— Start of Supplied information —
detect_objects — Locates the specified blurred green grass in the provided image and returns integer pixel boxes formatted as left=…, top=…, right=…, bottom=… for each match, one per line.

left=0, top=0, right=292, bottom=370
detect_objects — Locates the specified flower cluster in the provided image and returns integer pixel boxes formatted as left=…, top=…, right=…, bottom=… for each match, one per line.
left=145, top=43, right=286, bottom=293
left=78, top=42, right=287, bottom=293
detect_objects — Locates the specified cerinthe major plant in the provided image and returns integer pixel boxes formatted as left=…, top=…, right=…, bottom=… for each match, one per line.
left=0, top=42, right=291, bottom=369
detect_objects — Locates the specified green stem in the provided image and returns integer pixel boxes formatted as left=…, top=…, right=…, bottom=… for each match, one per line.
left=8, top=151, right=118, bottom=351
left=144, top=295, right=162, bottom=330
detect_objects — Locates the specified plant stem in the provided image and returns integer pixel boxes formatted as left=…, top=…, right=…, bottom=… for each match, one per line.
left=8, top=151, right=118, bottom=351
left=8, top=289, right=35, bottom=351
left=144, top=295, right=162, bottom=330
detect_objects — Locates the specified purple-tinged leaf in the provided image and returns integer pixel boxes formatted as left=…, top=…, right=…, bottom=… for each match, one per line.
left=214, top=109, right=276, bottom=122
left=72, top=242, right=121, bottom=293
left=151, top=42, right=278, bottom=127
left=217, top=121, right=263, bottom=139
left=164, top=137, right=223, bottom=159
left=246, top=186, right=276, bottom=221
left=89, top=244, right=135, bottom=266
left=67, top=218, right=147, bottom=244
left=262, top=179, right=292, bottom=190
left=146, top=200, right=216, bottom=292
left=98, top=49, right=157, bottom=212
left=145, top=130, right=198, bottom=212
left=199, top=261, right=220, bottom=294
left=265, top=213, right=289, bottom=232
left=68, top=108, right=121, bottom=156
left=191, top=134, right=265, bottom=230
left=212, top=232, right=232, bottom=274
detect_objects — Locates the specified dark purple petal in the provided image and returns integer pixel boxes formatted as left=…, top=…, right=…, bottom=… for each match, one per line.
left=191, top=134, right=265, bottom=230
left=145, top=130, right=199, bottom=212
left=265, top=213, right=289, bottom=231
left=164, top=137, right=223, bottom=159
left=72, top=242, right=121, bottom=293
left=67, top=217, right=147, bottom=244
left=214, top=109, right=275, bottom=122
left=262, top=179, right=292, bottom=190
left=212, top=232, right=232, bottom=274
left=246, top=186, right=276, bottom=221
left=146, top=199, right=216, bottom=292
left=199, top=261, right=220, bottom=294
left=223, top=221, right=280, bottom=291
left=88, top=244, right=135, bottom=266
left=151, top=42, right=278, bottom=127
— End of Supplied information —
**Aim:** Copy every line of these records word for word, with nothing changed.

**Result below:**
detect_objects — Locates the specified blurred green grass in the provided image and returns integer pixel boxes formatted as left=…, top=…, right=…, bottom=… for each match, one per line.

left=0, top=0, right=292, bottom=370
detect_objects — Locates the specified flower cluster in the provided image and returns integer pixel boxes formatted as left=…, top=…, right=…, bottom=… for each match, one per line.
left=145, top=43, right=286, bottom=293
left=78, top=42, right=287, bottom=293
detect_objects — Locates the specified cerinthe major plant in the provided image and returns integer pixel boxes formatted as left=…, top=…, right=…, bottom=… for each match, one per line.
left=0, top=42, right=291, bottom=369
detect_objects — Locates the specified green stem in the provided image and returns integer pixel boxes formatted as left=…, top=…, right=…, bottom=… for each match, one per line.
left=8, top=151, right=118, bottom=351
left=144, top=295, right=162, bottom=330
detect_objects — Locates the specified plant stem in the provided image and returns integer pixel boxes formatted as left=…, top=…, right=…, bottom=… for each match, one per line.
left=8, top=151, right=118, bottom=351
left=8, top=289, right=35, bottom=351
left=144, top=295, right=162, bottom=330
detect_objects — Locates the specified purple-tinged leaf in the provided image and returns integer pixel boxes formatted as left=…, top=…, right=…, bottom=… for each match, one per line.
left=214, top=109, right=276, bottom=122
left=72, top=242, right=121, bottom=293
left=151, top=42, right=278, bottom=127
left=217, top=121, right=263, bottom=139
left=164, top=137, right=223, bottom=159
left=246, top=186, right=276, bottom=221
left=89, top=244, right=135, bottom=266
left=67, top=218, right=147, bottom=244
left=262, top=179, right=292, bottom=190
left=146, top=200, right=216, bottom=292
left=98, top=49, right=157, bottom=212
left=145, top=130, right=198, bottom=212
left=199, top=261, right=220, bottom=294
left=265, top=213, right=289, bottom=232
left=68, top=108, right=121, bottom=156
left=191, top=134, right=265, bottom=230
left=212, top=232, right=232, bottom=274
detect_objects — Locates the specified dark purple petal in the provided image and returns integer pixel boxes formatted as left=…, top=…, right=…, bottom=… for each match, one per line.
left=191, top=134, right=265, bottom=230
left=145, top=130, right=199, bottom=212
left=265, top=213, right=289, bottom=231
left=164, top=137, right=223, bottom=159
left=72, top=242, right=121, bottom=293
left=67, top=217, right=147, bottom=244
left=214, top=109, right=275, bottom=122
left=262, top=179, right=292, bottom=190
left=212, top=232, right=232, bottom=274
left=246, top=186, right=276, bottom=221
left=146, top=199, right=216, bottom=292
left=199, top=261, right=220, bottom=294
left=223, top=221, right=280, bottom=291
left=88, top=244, right=135, bottom=266
left=151, top=42, right=278, bottom=127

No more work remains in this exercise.